## INSTRUCTIONS TO FOLLOW
Output the entries exactly as they appear. Pictures should not be included.

## DATASET EXTRACT
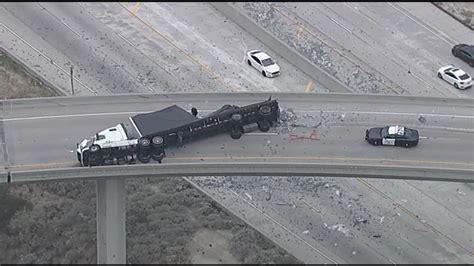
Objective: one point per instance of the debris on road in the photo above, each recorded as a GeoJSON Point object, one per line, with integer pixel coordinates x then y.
{"type": "Point", "coordinates": [359, 220]}
{"type": "Point", "coordinates": [313, 135]}
{"type": "Point", "coordinates": [341, 228]}
{"type": "Point", "coordinates": [248, 195]}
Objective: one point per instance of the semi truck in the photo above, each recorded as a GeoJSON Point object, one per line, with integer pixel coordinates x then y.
{"type": "Point", "coordinates": [146, 136]}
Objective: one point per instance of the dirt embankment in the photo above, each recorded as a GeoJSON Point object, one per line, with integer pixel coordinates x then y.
{"type": "Point", "coordinates": [461, 11]}
{"type": "Point", "coordinates": [168, 220]}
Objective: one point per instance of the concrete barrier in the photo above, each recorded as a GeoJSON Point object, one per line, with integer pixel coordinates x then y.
{"type": "Point", "coordinates": [280, 47]}
{"type": "Point", "coordinates": [3, 178]}
{"type": "Point", "coordinates": [245, 169]}
{"type": "Point", "coordinates": [235, 97]}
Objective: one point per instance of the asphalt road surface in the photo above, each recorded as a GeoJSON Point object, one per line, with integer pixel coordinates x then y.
{"type": "Point", "coordinates": [163, 47]}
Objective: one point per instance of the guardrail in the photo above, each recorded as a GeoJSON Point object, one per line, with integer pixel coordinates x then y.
{"type": "Point", "coordinates": [244, 169]}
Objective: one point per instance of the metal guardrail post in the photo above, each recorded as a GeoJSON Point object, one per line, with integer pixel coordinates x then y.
{"type": "Point", "coordinates": [111, 247]}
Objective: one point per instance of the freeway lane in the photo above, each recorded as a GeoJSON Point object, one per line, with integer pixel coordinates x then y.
{"type": "Point", "coordinates": [59, 123]}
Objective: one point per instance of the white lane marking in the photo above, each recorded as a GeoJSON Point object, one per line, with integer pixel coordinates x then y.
{"type": "Point", "coordinates": [281, 225]}
{"type": "Point", "coordinates": [414, 20]}
{"type": "Point", "coordinates": [205, 110]}
{"type": "Point", "coordinates": [47, 58]}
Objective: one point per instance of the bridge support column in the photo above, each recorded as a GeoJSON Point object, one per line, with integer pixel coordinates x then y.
{"type": "Point", "coordinates": [110, 215]}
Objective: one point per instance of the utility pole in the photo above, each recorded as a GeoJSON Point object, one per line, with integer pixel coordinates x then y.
{"type": "Point", "coordinates": [72, 80]}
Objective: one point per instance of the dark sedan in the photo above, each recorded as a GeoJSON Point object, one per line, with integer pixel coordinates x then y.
{"type": "Point", "coordinates": [392, 136]}
{"type": "Point", "coordinates": [464, 52]}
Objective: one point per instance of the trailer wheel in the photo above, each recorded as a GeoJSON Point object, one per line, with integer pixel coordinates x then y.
{"type": "Point", "coordinates": [264, 126]}
{"type": "Point", "coordinates": [265, 110]}
{"type": "Point", "coordinates": [94, 148]}
{"type": "Point", "coordinates": [157, 141]}
{"type": "Point", "coordinates": [236, 133]}
{"type": "Point", "coordinates": [236, 117]}
{"type": "Point", "coordinates": [144, 143]}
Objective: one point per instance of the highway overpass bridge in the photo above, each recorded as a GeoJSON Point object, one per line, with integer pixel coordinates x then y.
{"type": "Point", "coordinates": [39, 137]}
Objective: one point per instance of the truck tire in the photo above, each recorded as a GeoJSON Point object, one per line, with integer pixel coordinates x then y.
{"type": "Point", "coordinates": [236, 133]}
{"type": "Point", "coordinates": [265, 110]}
{"type": "Point", "coordinates": [264, 126]}
{"type": "Point", "coordinates": [144, 143]}
{"type": "Point", "coordinates": [157, 141]}
{"type": "Point", "coordinates": [94, 148]}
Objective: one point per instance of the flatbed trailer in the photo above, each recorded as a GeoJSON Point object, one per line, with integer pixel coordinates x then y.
{"type": "Point", "coordinates": [146, 136]}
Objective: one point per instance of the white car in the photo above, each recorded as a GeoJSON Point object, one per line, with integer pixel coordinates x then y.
{"type": "Point", "coordinates": [263, 63]}
{"type": "Point", "coordinates": [455, 76]}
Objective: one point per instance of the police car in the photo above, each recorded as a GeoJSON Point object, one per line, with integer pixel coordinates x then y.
{"type": "Point", "coordinates": [392, 136]}
{"type": "Point", "coordinates": [263, 63]}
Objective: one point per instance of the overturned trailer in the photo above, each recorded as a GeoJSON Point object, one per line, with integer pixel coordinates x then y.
{"type": "Point", "coordinates": [146, 136]}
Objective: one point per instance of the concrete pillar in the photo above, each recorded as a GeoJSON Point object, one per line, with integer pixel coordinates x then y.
{"type": "Point", "coordinates": [111, 221]}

## SOLUTION TO THE EXERCISE
Objective: one point per instance of the debris on road in the photo above, each recorded as a GeoJSON Point object, one per line, with integer pixel coordinates x then y.
{"type": "Point", "coordinates": [359, 220]}
{"type": "Point", "coordinates": [313, 135]}
{"type": "Point", "coordinates": [341, 228]}
{"type": "Point", "coordinates": [248, 195]}
Objective: one point per instance of the semi truck in the photo above, each recorded as a GeoJSON Point object, one per line, with integer pixel coordinates x then y.
{"type": "Point", "coordinates": [146, 136]}
Objective: one point per instance of the dirt embankment in the photo above, each recorded as a GeoJSON Point object, one per line, with integer pixel coordinates x then y.
{"type": "Point", "coordinates": [461, 11]}
{"type": "Point", "coordinates": [168, 220]}
Objective: one point per instance of the concrete barrier in the photo above, each recorded as a GeoJSON Point object, one per line, with integer pixel coordinates x then y.
{"type": "Point", "coordinates": [280, 47]}
{"type": "Point", "coordinates": [3, 178]}
{"type": "Point", "coordinates": [245, 169]}
{"type": "Point", "coordinates": [235, 97]}
Objective: one point per instance of the asphalt road surface in the photo above, each recorded as a GeoJSON Point object, one per line, with integer pixel coordinates x then y.
{"type": "Point", "coordinates": [163, 47]}
Objective: one point per instance of the guardrail in the photo above, each recorded as a GeoJSON Point object, one per line, with integer pixel coordinates x then y.
{"type": "Point", "coordinates": [244, 169]}
Objective: one point per instance of the metal guardrail post in the photo above, each recorded as a GeoJSON Point object, one per line, with integer pixel coordinates x then y.
{"type": "Point", "coordinates": [111, 247]}
Objective: one point per instance of the freeway lane in the photo above, each recorded as a GeoJSON Point object, one per line, with integer pixel coordinates x then y.
{"type": "Point", "coordinates": [59, 123]}
Objective: one point per instance of the white lane marking in the photo above, each recorded as a GeoJSON Point object, one per line, with integer pixel coordinates x then y.
{"type": "Point", "coordinates": [281, 225]}
{"type": "Point", "coordinates": [414, 20]}
{"type": "Point", "coordinates": [205, 110]}
{"type": "Point", "coordinates": [47, 58]}
Objective: one point per instance of the bridge support column in the photo above, each recorded as a GeoJSON Point object, one per line, with integer pixel coordinates x then y.
{"type": "Point", "coordinates": [110, 215]}
Objective: one point per instance of the utility pole in the photo above, each recorded as a GeoJSON Point object, one per line, with integer pixel coordinates x then y.
{"type": "Point", "coordinates": [72, 80]}
Objective: one point per instance of the dark sedan in the photo above, each recorded as a GeoJSON Point object, one per line, with integer pixel coordinates x then y.
{"type": "Point", "coordinates": [392, 136]}
{"type": "Point", "coordinates": [464, 52]}
Objective: one point per instance of the trailer wheel in the photo above, each recorded as a GeoJSON Point object, one per line, with integer pixel coordinates x then y.
{"type": "Point", "coordinates": [264, 126]}
{"type": "Point", "coordinates": [265, 110]}
{"type": "Point", "coordinates": [94, 148]}
{"type": "Point", "coordinates": [157, 141]}
{"type": "Point", "coordinates": [236, 133]}
{"type": "Point", "coordinates": [236, 117]}
{"type": "Point", "coordinates": [144, 143]}
Objective: one point per instance of the highway overpass bridge in the photo above, each recorded as a GeoJSON Point object, one per line, with integer pixel coordinates x then y.
{"type": "Point", "coordinates": [39, 137]}
Objective: one point per instance of the truck tire in the photo above, each recorded as a GeoJSON Point object, one per line, with integer pixel coordinates x then y.
{"type": "Point", "coordinates": [236, 133]}
{"type": "Point", "coordinates": [265, 110]}
{"type": "Point", "coordinates": [264, 126]}
{"type": "Point", "coordinates": [144, 143]}
{"type": "Point", "coordinates": [157, 141]}
{"type": "Point", "coordinates": [94, 148]}
Objective: one point per instance of the flatbed trailer in the photo above, each recorded as a GeoJSON Point object, one per line, with integer pixel coordinates x then y.
{"type": "Point", "coordinates": [146, 136]}
Objective: one point per instance of the white car in the photo above, each recorded as a GeoJSON Point object, one per line, with integer pixel coordinates x then y.
{"type": "Point", "coordinates": [263, 63]}
{"type": "Point", "coordinates": [455, 76]}
Objective: one point per instance of the police car in the photo above, each recorded as a GeoJSON Point object, one per line, with integer pixel coordinates x then y.
{"type": "Point", "coordinates": [392, 136]}
{"type": "Point", "coordinates": [263, 63]}
Objective: one point per instance of the overturned trailer in the photo above, each recorded as a GeoJSON Point object, one per line, with integer pixel coordinates x then y.
{"type": "Point", "coordinates": [146, 136]}
Objective: one point per instance of the concrete pillar in the photo above, each recorded as a GeoJSON Point object, one per line, with integer pixel coordinates x then y.
{"type": "Point", "coordinates": [111, 221]}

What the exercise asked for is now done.